## Избранный отрывок:
Тутъ я, послѣ долгихъ лѣтъ, встрѣтилъ В. П. Боткина, попрежнему обоюдоостраго, т. е. одинаково умѣвшаго быть нестерпимо рѣзкимъ и елейно сладкимъ. Познакомился съ А. В. Дружининымъ, который сталъ меня разспрашивать о моихъ теперешнихъ однополчанахъ Щ—хъ, съ которыми онъ вмѣстѣ воспитывался въ Пажескомъ корпусѣ. Съ перваго знакомства сошелся съ веселымъ М. Н. Лонгиновымъ, сохранившимъ ко мнѣ пріязнь до своей смерти; съ П. В. Анненковымъ, И. А. Гончаровымъ и повсегдатаемъ всѣхъ литературныхъ обѣдовъ — М. А. Языковымъ, входившимъ въ комнату шатаясь на своихъ кривыхъ ножкахъ и съ неизмѣнною улыбкою на лицѣ.

## Строки набора данных:

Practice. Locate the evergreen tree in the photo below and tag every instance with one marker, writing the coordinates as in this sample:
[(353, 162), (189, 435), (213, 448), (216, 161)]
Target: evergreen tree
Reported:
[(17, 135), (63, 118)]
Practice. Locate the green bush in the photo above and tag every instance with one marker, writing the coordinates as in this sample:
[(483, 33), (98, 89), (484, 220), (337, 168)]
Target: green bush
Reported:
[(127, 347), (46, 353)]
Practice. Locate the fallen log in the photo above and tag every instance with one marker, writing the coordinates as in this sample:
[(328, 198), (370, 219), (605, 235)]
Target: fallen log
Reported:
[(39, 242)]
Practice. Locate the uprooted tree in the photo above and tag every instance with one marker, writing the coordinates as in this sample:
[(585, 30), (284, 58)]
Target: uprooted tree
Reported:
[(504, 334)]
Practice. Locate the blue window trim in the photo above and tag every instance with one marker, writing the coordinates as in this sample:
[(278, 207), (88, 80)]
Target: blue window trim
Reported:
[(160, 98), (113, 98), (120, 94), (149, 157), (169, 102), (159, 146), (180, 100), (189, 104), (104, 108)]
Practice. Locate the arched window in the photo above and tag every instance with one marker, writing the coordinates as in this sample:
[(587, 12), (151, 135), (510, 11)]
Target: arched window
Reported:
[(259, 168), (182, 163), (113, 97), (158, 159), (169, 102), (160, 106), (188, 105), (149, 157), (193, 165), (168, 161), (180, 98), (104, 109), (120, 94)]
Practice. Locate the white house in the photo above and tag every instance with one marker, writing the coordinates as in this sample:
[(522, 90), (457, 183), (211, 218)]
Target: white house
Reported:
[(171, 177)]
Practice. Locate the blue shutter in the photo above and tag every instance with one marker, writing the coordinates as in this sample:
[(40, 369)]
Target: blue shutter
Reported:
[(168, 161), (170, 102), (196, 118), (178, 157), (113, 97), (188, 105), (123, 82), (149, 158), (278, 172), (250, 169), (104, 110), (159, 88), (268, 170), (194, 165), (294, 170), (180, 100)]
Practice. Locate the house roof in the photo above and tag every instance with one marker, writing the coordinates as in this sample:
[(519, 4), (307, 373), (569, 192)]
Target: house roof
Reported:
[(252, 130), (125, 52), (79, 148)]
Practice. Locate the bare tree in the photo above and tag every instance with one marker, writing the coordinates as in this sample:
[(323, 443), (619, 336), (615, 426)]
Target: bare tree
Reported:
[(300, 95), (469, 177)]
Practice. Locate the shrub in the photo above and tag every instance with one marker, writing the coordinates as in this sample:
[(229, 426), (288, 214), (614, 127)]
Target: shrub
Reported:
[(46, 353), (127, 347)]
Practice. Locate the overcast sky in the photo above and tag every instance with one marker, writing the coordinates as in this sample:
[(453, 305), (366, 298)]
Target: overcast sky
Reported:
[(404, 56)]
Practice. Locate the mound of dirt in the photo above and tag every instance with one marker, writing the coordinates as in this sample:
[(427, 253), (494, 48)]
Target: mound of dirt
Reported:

## Задания:
• A. Кто из людей, названных в отрывке о литературных знакомствах, сохранял приязнь к рассказчику до своей смерти?
• B. Продолжите отрывок о литературных знакомствах, начав сразу после его последнего предложения.
Строки для выполнения заданий не понадобятся.

## Ответы:
• A. Веселый М. Н. Лонгинов.

• B.
Все это веселое общество, въ ожиданіи обѣда, усаживалось на мягкой мебели хозяйскаго кабинета, разсказывая другъ другу забавные анекдоты. Хохотъ и шумъ на минуту только прерывались съ появленіемъ новаго гостя. Въ остальное время нужно было близко подсѣсть къ данной группѣ, чтобы разслушать слова.
— Господа, сказалъ входящій въ комнату хозяинъ, — четверть шестаго, и если мы будемъ ждать Тургенева, то онъ заморитъ насъ съ голоду, и у хозяйки перейдетъ обѣдъ; она проситъ васъ пожаловать къ столу.
Всѣ бросились къ закускѣ, которой была оказана надлежащая честь. Тургеневу оставленъ былъ приборъ, и когда онъ во время супа вошелъ извиняясь, ему подали бульонъ, такъ какъ онъ боялся всего жирнаго и прянаго. Мы встрѣтились съ нимъ, какъ старые знакомые, и онъ просилъ меня не забывать его на его постоянной квартирѣ, на Большой Конюшенной, въ домѣ Вебера.
Съ этого дня я сталъ чуть не ежедневно по утрамъ бывать у Тургенева, къ которому питалъ фанатическое поклоненіе.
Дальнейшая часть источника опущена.